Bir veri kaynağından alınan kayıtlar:
>>>
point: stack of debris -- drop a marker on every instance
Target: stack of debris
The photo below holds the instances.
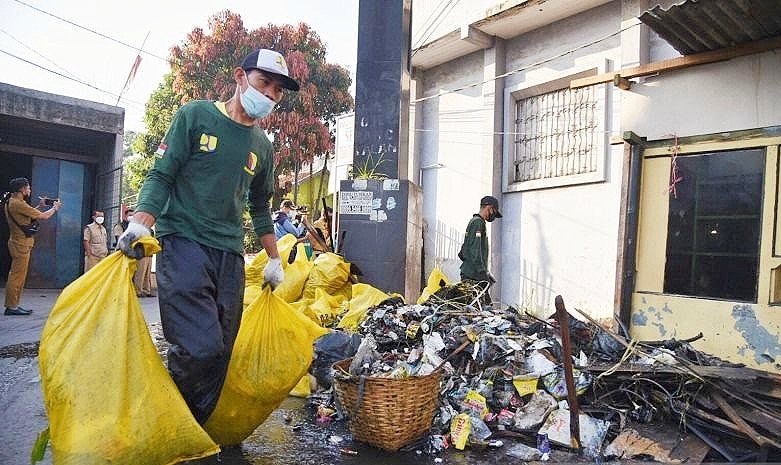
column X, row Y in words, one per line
column 508, row 375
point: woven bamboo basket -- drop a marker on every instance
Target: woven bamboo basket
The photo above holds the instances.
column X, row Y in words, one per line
column 392, row 412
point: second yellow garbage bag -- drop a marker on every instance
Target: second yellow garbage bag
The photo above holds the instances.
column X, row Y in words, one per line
column 273, row 350
column 108, row 397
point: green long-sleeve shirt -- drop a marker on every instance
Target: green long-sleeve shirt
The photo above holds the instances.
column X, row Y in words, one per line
column 474, row 250
column 206, row 168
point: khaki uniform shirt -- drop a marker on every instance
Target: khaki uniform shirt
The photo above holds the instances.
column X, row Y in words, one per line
column 23, row 213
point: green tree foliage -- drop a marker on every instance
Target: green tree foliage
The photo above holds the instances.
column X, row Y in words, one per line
column 202, row 68
column 299, row 127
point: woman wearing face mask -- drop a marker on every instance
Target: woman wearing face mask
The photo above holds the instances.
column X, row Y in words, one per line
column 213, row 159
column 95, row 241
column 474, row 250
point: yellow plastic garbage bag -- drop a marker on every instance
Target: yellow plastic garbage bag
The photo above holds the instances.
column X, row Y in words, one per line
column 326, row 307
column 330, row 274
column 108, row 397
column 365, row 296
column 253, row 271
column 296, row 274
column 436, row 281
column 273, row 350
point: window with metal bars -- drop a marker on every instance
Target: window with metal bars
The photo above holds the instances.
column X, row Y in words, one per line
column 557, row 135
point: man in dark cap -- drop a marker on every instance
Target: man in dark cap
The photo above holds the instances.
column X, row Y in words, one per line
column 18, row 214
column 213, row 158
column 474, row 250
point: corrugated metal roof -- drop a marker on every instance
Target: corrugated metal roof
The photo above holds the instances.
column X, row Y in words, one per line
column 693, row 26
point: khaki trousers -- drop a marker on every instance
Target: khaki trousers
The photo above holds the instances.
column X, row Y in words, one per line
column 17, row 275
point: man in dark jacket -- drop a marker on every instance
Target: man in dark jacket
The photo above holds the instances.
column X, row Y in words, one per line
column 474, row 250
column 213, row 159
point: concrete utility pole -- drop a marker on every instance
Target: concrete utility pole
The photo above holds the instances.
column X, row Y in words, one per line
column 379, row 208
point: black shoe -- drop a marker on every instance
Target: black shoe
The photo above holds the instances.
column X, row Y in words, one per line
column 17, row 311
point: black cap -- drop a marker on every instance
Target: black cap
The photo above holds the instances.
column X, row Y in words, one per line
column 271, row 62
column 489, row 200
column 17, row 184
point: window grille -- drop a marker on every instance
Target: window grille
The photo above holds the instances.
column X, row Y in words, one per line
column 557, row 135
<<<
Görev tanımı:
Malzemenin başından başlayıp "column 392, row 412" ifadesini içeren satırla biten bölümü, iki uç da dahil olmak üzere satır satır aynen tekrar yazın. Cevabınıza resimleri almayın.

Alıştırmanın çözümü:
point: stack of debris -- drop a marker on every instance
Target: stack of debris
The photo below holds the instances.
column X, row Y in words, one per line
column 508, row 375
point: woven bamboo basket -- drop a marker on every instance
Target: woven bamboo basket
The photo above holds the instances.
column X, row Y in words, one per line
column 392, row 412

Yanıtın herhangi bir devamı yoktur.